Every entry is to be copied exactly as written, and the pictures are to be skipped.

LISTED RECORDS:
━━━
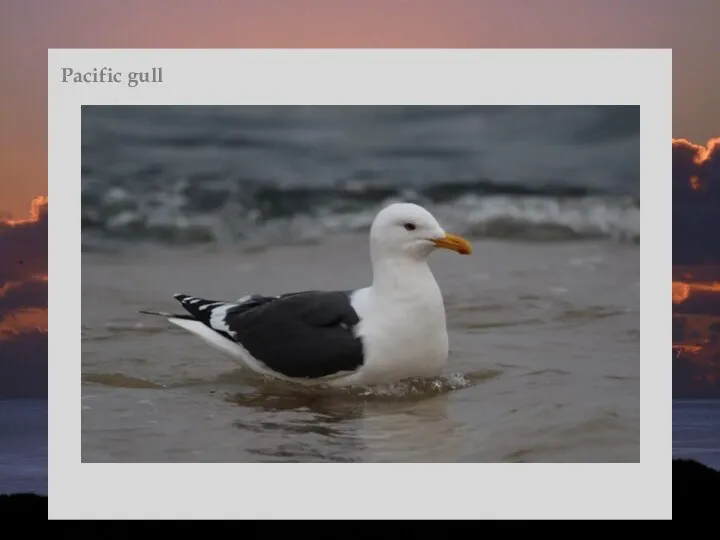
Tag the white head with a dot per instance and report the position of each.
(410, 230)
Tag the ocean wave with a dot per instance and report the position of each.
(212, 211)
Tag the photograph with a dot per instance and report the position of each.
(360, 283)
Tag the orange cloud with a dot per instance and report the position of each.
(23, 269)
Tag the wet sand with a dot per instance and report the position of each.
(544, 361)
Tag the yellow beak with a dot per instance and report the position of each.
(454, 243)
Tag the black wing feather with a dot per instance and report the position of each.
(307, 334)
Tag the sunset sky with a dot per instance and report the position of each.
(29, 27)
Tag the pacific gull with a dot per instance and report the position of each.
(391, 330)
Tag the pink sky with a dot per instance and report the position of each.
(29, 27)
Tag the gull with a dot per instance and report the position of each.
(391, 330)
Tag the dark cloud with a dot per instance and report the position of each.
(694, 380)
(699, 303)
(696, 202)
(23, 365)
(23, 295)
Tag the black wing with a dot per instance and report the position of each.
(307, 334)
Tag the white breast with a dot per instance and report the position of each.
(404, 335)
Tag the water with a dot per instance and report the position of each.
(23, 446)
(221, 202)
(696, 431)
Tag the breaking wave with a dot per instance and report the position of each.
(196, 211)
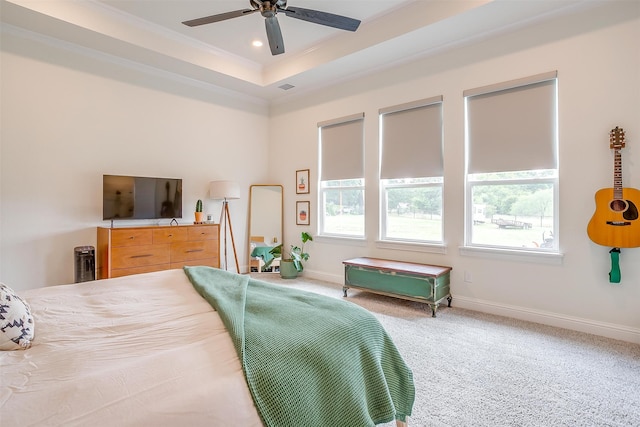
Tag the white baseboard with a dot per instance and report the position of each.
(609, 330)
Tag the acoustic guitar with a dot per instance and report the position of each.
(615, 222)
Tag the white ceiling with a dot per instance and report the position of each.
(149, 33)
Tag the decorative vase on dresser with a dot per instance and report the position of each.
(132, 250)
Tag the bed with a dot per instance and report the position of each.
(171, 347)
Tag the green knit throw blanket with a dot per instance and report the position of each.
(309, 360)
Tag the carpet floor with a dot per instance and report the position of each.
(476, 369)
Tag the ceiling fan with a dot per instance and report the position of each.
(269, 9)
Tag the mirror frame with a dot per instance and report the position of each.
(268, 239)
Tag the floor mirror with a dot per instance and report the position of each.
(265, 226)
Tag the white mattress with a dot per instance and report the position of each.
(135, 350)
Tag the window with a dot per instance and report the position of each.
(512, 165)
(411, 172)
(341, 192)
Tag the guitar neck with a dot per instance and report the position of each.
(617, 175)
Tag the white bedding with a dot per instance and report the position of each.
(135, 350)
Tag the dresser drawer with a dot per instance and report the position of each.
(185, 251)
(119, 272)
(131, 237)
(169, 234)
(210, 262)
(137, 256)
(203, 232)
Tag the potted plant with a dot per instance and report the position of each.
━━━
EXERCISE RESULT:
Tag the white head with a dot per instance and report the position of each.
(410, 230)
Tag the ocean wave with a dot per instance and report the position of each.
(212, 211)
Tag the photograph with a dot per instance and report the position of each.
(360, 283)
Tag the orange cloud with a dot per instance and report the position of each.
(23, 269)
Tag the wet sand with a dot per instance and report the position of each.
(544, 361)
Tag the yellow beak with a dot per instance and report the position of each.
(454, 243)
Tag the black wing feather with a dot per instance and report the position of each.
(307, 334)
Tag the sunset sky with a dot per instance and report the position of each.
(29, 27)
Tag the pacific gull with a dot per instance and report the position of each.
(391, 330)
Tag the pink sky with a dot per instance and report the position of each.
(29, 27)
Tag the gull with a dot per instance and report the position of each.
(391, 330)
Tag the dark cloud with a dot per instance and report the position of each.
(694, 380)
(699, 303)
(696, 202)
(23, 365)
(23, 295)
Tag the black wing with a dot per instance and report the position of each.
(307, 334)
Tag the white breast with a dot per instance and report the position of each.
(404, 335)
Tag the water with a dot per instance and report the position of each.
(23, 446)
(221, 202)
(696, 431)
Tag the breaking wave with a dot per instance and report the position of each.
(196, 211)
Tag the white baseboard with a dot per instance and report the position of each.
(609, 330)
Tag the acoustic guitar with a dot per instance and report the position of each.
(615, 222)
Tag the white ceiling with a dot per instance and report the position of each.
(149, 33)
Tag the decorative vase on dresser with a dot per instance and report the position of each.
(132, 250)
Tag the bed with a dot per instance and report the position of each.
(171, 347)
Tag the green knit throw blanket with a dot per instance and report the position of each.
(309, 360)
Tag the carpet floor with a dot per instance and report the position of each.
(476, 369)
Tag the ceiling fan with a dot per instance and report the position of each.
(269, 9)
Tag the mirror frame with a dot per instance and report the position of each.
(268, 239)
Tag the floor mirror with a dot per instance and report the position of each.
(265, 226)
Tag the white mattress with a dot per instance and report the position of each.
(135, 350)
Tag the window with a dot per instance and report the position of each.
(512, 165)
(411, 172)
(341, 192)
Tag the guitar neck with a dot per instance and report the position of each.
(617, 175)
Tag the white bedding with a dot per instance and report the position of each.
(135, 350)
Tag the dresser drawer with a dot per instance and report the position of each.
(185, 251)
(119, 272)
(131, 237)
(169, 234)
(210, 262)
(137, 256)
(203, 232)
Tag the potted plant with a dot per instance and report the position of each.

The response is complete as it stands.